*依頼文 A*:
中高年男性の働き方についての記事で、次の(i)〜(iii)は本文と一致しますか。それぞれ「はい」か「いいえ」で答え、決め手となる本文の語句をそのまま引用してください。
(i) 労働者協同組合法は2022年10月に施行された。
(ii) 筆者は、中高年男性の働き方の問題を中高年男性特有の問題として片づけるべきだと考えている。
(iii) ジェネラリストとして活躍してきた中高年男性にとって、好条件の転職は容易だとされている。
*依頼文 B*: 中高年男性の働き方についての記事を、最後の文の後から引き継いで書き進めてもらえますか。

*読解用抜粋*:
◇ ◇ ◇ ◇
身を粉にして働くも、安売りされた昭和生まれの「高学歴中高年男性」…まだまだ生きるセカンドライフで活躍するための「新たな選択肢」【キャリアコンサルタントが解説】

(※写真はイメージです/PIXTA)

本連載では中高年男性が今後も活躍するための施策に向けたヒントや提言について述べてきました。ここでは、2022年10月に施行された、労働者協同組合法を踏まえて、「雇う、雇われるではない第三の働き方」を最後の提言として、取り上げます。※本記事は、「中高年男性の働き方の未来」(金融財政事情研究会・小島明子著)の内容を一部改編・追加の上、掲載しております。

中高年男性の働き方が変われば社会が変わる

特に若い世代のなかには、中高年男性たちのために、わざわざコストをかけて、やりがいやモチベーションを失わずに働き続けられる施策を行う必要があるのかと、疑問に思う人もいるかもしれません。むしろ、その分のコストは若い世代に回して、中高年男性たちには早めに退職してもらったほうが世代交代ができ、風通しがよくなってよいのではないかと考える人も少なくないのではないでしょうか。

もちろん世代が変われば、価値観も変わるため、一時的に組織は活性化するように見えるかもしれません。しかし、日本社会の働き方が抱える本質的な課題は解決しないのではないでしょうか。

高学歴な中高年男性の末路

中高年男性の働き方がいまとなって問題視されるのは、多様な働き方を許容してこなかった日本社会や日本企業に原因があります。

たとえ中高年男性が同質性や均質性が高いと皮肉られても、均一な質の高い商品を低価格で提供し、日本の競争力向上には大きく貢献してきた(年齢によっては、そういう先輩方を見てそれに倣って働いてきた)過去の結果に過ぎません。

雇用環境が大きく変わり、個人が持つ多様なスキルや経験がより重視されている現在において、ジェネラリストとして活躍してきた中高年男性にとって、好条件の転職やフリーランスへの転換は容易ではありません。

そのような現状に対して、中高年男性の特有の問題として片づけるのではなく、中高年男性がキャリアシフトしやすい社会をつくることが、大局的に見れば、年齢を経ても働き続けたい多くの人々のためにとってもよりよい社会づくりにつながると考えます。
◇ ◇ ◇ ◇
*データセット内容*:
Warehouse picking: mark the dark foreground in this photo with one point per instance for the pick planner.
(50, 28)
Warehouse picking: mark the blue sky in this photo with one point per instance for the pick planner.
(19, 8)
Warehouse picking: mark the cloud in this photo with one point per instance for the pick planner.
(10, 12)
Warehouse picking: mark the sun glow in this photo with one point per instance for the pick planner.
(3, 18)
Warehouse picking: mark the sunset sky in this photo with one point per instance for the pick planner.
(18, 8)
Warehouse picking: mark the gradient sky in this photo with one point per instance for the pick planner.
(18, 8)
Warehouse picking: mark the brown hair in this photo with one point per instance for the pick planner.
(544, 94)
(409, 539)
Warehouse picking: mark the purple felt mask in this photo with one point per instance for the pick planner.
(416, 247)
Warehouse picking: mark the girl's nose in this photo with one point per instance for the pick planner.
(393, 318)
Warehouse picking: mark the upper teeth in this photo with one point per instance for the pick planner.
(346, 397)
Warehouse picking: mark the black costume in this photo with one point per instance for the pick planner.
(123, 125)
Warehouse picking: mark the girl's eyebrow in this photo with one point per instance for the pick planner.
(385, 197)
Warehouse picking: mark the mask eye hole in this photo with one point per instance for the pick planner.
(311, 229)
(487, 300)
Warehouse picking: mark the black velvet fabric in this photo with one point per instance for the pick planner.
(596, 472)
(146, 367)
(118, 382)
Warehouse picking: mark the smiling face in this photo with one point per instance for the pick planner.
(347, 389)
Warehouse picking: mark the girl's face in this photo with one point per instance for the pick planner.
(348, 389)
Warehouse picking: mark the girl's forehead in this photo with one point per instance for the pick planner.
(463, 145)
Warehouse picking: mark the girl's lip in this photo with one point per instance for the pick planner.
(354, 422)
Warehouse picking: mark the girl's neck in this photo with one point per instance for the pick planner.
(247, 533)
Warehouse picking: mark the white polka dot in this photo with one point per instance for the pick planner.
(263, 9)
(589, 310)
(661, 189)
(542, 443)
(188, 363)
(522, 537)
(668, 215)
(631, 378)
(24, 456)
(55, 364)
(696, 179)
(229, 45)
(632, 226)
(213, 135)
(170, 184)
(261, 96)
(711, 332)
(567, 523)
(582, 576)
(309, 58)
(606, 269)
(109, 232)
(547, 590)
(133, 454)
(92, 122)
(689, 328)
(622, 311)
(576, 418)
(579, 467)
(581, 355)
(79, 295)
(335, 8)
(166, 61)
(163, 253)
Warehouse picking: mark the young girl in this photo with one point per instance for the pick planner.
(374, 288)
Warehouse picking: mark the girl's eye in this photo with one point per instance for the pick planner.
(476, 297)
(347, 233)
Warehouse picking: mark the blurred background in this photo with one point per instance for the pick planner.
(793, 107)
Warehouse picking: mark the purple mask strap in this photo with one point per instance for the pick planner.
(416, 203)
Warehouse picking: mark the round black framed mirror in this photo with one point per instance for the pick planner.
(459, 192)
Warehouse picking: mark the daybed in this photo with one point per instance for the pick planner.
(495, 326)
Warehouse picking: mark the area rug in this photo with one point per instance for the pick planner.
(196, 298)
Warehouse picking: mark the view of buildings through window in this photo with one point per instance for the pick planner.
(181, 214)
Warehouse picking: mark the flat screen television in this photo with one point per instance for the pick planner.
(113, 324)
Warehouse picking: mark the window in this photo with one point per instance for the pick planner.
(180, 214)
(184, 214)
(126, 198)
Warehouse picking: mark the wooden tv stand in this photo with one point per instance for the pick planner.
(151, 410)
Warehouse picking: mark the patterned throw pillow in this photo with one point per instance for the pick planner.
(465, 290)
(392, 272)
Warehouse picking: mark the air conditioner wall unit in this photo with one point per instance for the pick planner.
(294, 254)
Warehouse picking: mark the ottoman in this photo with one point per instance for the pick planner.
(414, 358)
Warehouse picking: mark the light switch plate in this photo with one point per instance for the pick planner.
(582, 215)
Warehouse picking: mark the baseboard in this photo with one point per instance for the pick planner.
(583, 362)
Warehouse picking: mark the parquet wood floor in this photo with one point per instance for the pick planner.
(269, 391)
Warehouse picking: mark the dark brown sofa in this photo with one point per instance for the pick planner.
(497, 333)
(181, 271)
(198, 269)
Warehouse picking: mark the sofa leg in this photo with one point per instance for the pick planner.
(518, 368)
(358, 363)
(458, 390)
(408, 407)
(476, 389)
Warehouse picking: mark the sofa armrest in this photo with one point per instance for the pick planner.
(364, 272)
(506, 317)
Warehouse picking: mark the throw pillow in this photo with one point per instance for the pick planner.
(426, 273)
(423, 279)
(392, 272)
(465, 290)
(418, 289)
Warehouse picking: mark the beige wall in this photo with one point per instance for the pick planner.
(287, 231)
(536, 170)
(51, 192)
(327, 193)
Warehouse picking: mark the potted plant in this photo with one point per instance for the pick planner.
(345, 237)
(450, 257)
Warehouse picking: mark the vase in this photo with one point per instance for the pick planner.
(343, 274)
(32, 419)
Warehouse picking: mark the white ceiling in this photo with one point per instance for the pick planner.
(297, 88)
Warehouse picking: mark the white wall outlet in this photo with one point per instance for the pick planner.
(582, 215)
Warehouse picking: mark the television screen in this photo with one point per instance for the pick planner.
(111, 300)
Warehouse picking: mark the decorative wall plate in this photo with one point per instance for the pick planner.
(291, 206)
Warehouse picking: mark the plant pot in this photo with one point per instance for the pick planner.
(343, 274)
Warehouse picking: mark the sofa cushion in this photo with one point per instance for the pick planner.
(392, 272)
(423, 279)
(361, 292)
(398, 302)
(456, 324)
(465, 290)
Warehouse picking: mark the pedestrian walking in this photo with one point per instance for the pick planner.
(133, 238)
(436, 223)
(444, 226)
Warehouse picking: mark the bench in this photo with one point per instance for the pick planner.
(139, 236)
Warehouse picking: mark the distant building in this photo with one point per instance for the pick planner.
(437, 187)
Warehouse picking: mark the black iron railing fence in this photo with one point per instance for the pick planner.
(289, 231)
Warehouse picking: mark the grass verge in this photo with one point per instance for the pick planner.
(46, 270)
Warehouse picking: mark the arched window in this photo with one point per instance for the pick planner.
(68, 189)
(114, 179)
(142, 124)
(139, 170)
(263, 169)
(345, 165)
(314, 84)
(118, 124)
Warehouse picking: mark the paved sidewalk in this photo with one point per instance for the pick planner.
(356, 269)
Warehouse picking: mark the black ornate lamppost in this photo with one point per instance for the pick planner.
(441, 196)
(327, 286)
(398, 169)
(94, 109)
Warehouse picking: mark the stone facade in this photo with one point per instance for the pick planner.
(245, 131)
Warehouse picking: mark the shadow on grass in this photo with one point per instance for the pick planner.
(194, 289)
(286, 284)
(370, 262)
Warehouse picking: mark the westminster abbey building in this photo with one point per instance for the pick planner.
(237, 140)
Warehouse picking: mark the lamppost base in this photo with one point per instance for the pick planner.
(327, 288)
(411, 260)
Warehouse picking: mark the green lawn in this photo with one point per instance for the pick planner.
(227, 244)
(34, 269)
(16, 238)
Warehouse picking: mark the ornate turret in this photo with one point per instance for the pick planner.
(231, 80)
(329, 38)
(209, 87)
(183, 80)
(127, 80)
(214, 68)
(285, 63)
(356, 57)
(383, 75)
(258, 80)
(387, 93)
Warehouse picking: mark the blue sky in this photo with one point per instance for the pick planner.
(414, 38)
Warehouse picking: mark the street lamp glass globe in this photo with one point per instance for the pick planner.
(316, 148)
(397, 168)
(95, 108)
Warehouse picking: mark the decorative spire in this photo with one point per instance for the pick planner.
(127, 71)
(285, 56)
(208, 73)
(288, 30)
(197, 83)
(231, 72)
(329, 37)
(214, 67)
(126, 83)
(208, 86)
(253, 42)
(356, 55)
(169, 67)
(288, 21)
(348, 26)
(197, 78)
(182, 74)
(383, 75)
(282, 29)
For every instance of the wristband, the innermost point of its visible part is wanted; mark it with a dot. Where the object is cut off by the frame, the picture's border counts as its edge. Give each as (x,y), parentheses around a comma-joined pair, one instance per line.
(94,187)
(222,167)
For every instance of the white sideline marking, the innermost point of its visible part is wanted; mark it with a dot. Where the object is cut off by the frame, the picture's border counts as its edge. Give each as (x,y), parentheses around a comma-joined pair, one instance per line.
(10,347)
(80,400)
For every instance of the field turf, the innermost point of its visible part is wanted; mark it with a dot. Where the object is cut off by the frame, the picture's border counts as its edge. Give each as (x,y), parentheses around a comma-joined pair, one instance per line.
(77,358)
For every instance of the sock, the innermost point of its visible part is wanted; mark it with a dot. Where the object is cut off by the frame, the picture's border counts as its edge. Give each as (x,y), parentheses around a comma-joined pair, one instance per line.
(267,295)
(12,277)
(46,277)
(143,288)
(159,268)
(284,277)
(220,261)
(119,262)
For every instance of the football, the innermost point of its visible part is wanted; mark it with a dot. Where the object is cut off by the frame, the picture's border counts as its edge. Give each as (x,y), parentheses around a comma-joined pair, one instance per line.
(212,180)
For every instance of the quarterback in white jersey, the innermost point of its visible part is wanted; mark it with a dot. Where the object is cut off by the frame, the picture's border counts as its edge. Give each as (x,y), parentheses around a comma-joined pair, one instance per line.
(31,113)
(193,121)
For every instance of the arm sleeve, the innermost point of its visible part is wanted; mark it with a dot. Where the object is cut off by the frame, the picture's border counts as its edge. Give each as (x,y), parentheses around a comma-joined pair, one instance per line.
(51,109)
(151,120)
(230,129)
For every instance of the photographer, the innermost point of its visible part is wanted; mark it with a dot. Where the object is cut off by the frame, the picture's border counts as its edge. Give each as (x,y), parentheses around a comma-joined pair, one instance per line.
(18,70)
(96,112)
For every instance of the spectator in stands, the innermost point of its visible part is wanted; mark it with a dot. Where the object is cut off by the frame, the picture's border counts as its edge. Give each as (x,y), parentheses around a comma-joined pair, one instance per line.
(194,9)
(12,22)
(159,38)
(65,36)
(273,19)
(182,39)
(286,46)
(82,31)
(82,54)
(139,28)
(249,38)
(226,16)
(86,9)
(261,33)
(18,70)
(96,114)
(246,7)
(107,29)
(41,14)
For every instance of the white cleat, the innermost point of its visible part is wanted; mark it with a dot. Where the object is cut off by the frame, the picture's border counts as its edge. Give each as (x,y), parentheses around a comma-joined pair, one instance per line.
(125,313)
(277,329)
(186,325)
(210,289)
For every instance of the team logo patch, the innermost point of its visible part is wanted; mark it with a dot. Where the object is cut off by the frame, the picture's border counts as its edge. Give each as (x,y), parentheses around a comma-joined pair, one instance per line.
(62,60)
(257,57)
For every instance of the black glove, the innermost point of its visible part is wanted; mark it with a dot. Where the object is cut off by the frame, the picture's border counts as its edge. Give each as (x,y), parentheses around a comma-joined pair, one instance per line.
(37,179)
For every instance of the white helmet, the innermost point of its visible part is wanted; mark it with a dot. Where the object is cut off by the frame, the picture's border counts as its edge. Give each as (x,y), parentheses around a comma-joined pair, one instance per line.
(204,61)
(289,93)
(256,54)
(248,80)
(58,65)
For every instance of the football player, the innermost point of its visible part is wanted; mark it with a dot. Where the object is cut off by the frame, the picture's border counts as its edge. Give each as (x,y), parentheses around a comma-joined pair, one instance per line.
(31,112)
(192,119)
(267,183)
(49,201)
◇ ◇ ◇ ◇
*演習の解答 A*:
(i) はい。「2022年10月に施行された、労働者協同組合法」
(ii) いいえ。「中高年男性の特有の問題として片づけるのではなく」
(iii) いいえ。「好条件の転職やフリーランスへの転換は容易ではありません」

*演習の解答 B*:
過去、NHKが報道をしていたプロジェクトXという番組で、大企業等に勤める中高年男性が、同僚や先輩たちとともに苦難を乗り越えた話は、心に響く内容も多かったと記憶しています。団結するということは、個性を軽視するという批判はあるかもしれません。

しかし、なにか1つの大きな目標を成し遂げるために皆で協力して働く、といういわゆる昭和の働き方は、私たちが中高年男性に見習うべき、これからも残しておくべき働き方だと感じます。

「協同労働」…雇う、雇われるではない第三の働き方

2022年10月には、「労働者協同組合法」が施行されました。この法律は、「協同労働」の理念を持つ団体のうち、同法の要件を満たす団体を「労働者協同組合」として法人格を与えると共に、その設立、管理などの必要事項を定める法律です。

「協同労働」とは、働く人が自ら出資し、事業の運営に関わりながら事業に従事する働き方です。組合員はみんなフラットな関係性で、組合の「出資」「経営」「労働」のすべてを担えます。

地域社会で必要とされる仕事をすることが中心になっていますので、地域課題の解決に貢献できるやりがいを味わったり、地域の中で豊かな人間関係を広げていったりすることもできます。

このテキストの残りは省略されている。